▸ **Text shown**:
Phil Dillard: Yeah, sure. I could see that Wow. The sales side is challenging. And I think lots of people...I've experienced being in sales when there was a disconnect between sales and product between the inside and the outside. And it creates a lot of challenges for everyone. And you don't want it. You want to avoid that as much as possible. Do you think that it made it easier because you guys have you have that program where you are the customer where you are using Juniper, or is that automatically more empathy? Is that something that's unique that you're doing that other folks, the other companies or competitors aren't doing well? Or is it just something that you're doing well because you and your teams really care about it?

Sharon Mandell: Yeah. I think part of what attracted me to the role at Juniper was the message that, that the company had about really changing the experience, not just, making sure the network works, but making it easy to deploy, easy to maintain, easy to support and using AI and, data science to really drive that experience so that you free up it is always a scarce resource and if you can make the mundane part of doing it, go away, then you can take really smart people and apply them to driving other business outcomes. And it was clear that was real in, in these products, that it was the vision to take it through the rest of the product line. And it was something. I really believe in. So I wanted to be that customer who had that voice there and also a person who can share the understanding of that and what that really means with our customers when I have the opportunity.

Phil Dillard: I could see that as being an opportunity that then transforms the role of the it person and allows them to be, as you described more engaged in the business, what sort of things did you see them do? Do you just see them becoming almost like salespeople or advocates or  being able to explore things that they didn't explore before? Do you have any interesting stories from that? I guess when I heard you say that we free smart people up to do different things, because we eliminate the mundane. That to me, I felt an it person could come alive. And they would get out of being in the, stuck in a little rut and being able to open and expand themselves into being in being more and doing more for the company and for their customer. I guess that's what I'm getting at.

▸ **Supplied information**:
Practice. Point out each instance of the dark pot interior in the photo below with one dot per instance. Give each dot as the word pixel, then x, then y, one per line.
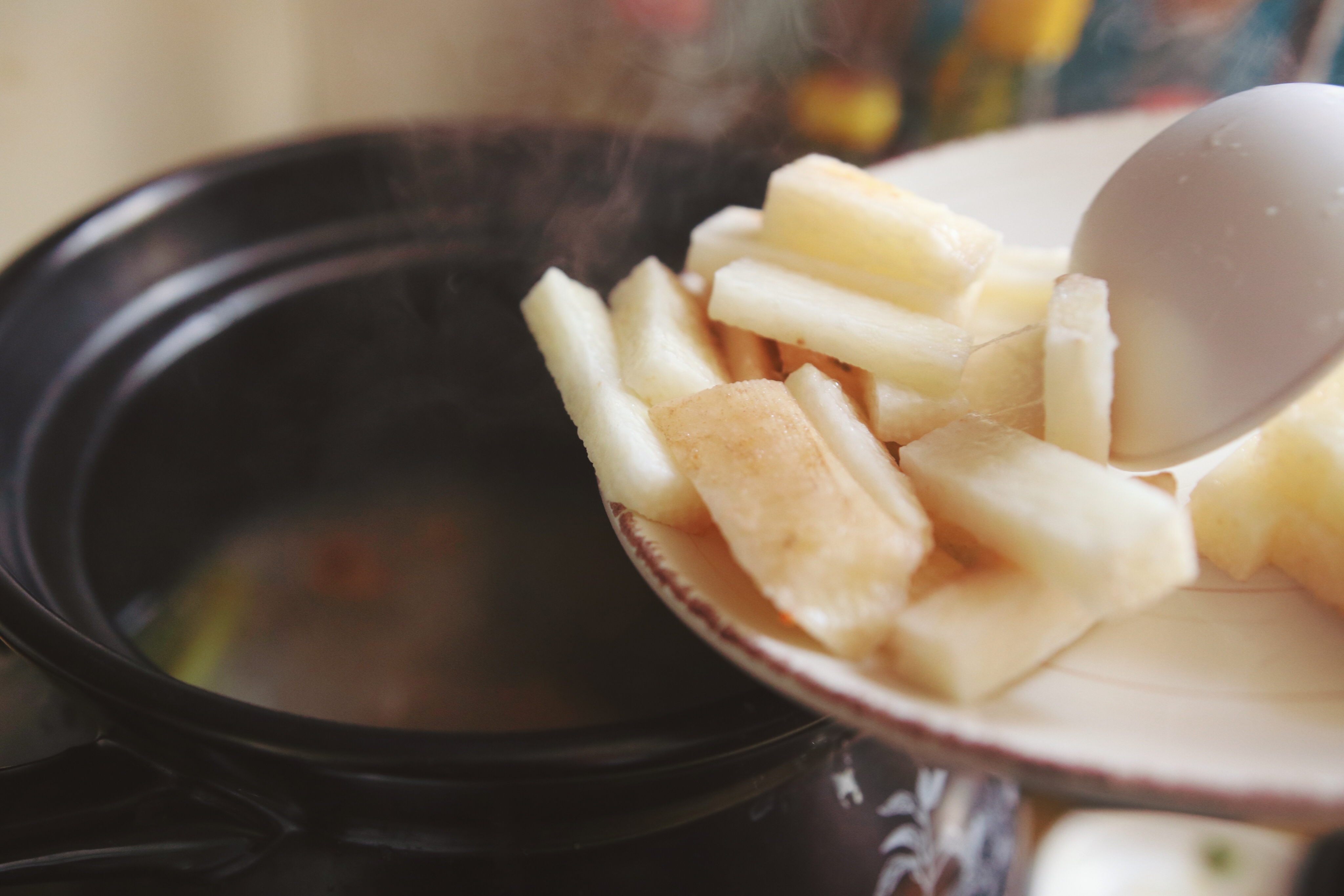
pixel 331 327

▸ **Exercises**:
1) List the qualities that Sharon Mandell says the company's message promised for the network experience, beyond making sure the network works.
2) Answer these questions from the interview:
(a) Between which two sides does Phil Dillard say he experienced a disconnect while in sales?
(b) What does Sharon Mandell say would be used to drive the experience?
(c) Besides salespeople, what does Phil Dillard suggest IT people might become?
3) Reproduce the passage of the interview from "Phil Dillard: Yeah, sure." up to and including "care about it?".

▸ **Solutions by task**:
1) Easy to deploy, easy to maintain, and easy to support.

2)
(a) Between sales and product.
(b) AI and data science.
(c) Advocates.

3)
Phil Dillard: Yeah, sure. I could see that Wow. The sales side is challenging. And I think lots of people...I've experienced being in sales when there was a disconnect between sales and product between the inside and the outside. And it creates a lot of challenges for everyone. And you don't want it. You want to avoid that as much as possible. Do you think that it made it easier because you guys have you have that program where you are the customer where you are using Juniper, or is that automatically more empathy? Is that something that's unique that you're doing that other folks, the other companies or competitors aren't doing well? Or is it just something that you're doing well because you and your teams really care about it?